== DATA EXTRACTS
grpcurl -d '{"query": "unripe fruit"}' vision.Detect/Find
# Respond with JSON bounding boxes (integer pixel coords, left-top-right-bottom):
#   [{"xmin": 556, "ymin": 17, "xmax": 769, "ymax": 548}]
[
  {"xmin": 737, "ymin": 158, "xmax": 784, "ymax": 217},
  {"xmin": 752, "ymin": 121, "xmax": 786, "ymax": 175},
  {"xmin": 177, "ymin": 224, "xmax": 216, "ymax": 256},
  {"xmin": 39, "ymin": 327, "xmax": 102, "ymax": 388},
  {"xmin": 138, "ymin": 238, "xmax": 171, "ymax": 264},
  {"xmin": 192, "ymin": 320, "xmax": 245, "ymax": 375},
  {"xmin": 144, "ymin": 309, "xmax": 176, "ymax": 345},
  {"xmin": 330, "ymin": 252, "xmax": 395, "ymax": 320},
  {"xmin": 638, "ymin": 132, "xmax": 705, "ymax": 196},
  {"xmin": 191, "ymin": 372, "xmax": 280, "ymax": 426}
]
====
» TRY IT: Go through the data above and repeat all of it exactly.

» FINISHED EXERCISE:
grpcurl -d '{"query": "unripe fruit"}' vision.Detect/Find
# Respond with JSON bounding boxes (integer pixel coords, left-top-right-bottom):
#   [{"xmin": 556, "ymin": 17, "xmax": 769, "ymax": 548}]
[
  {"xmin": 737, "ymin": 158, "xmax": 784, "ymax": 217},
  {"xmin": 752, "ymin": 121, "xmax": 786, "ymax": 175},
  {"xmin": 177, "ymin": 224, "xmax": 216, "ymax": 256},
  {"xmin": 39, "ymin": 327, "xmax": 102, "ymax": 388},
  {"xmin": 138, "ymin": 238, "xmax": 171, "ymax": 264},
  {"xmin": 192, "ymin": 320, "xmax": 245, "ymax": 375},
  {"xmin": 144, "ymin": 309, "xmax": 176, "ymax": 345},
  {"xmin": 330, "ymin": 252, "xmax": 395, "ymax": 320},
  {"xmin": 638, "ymin": 132, "xmax": 705, "ymax": 196},
  {"xmin": 191, "ymin": 372, "xmax": 280, "ymax": 426}
]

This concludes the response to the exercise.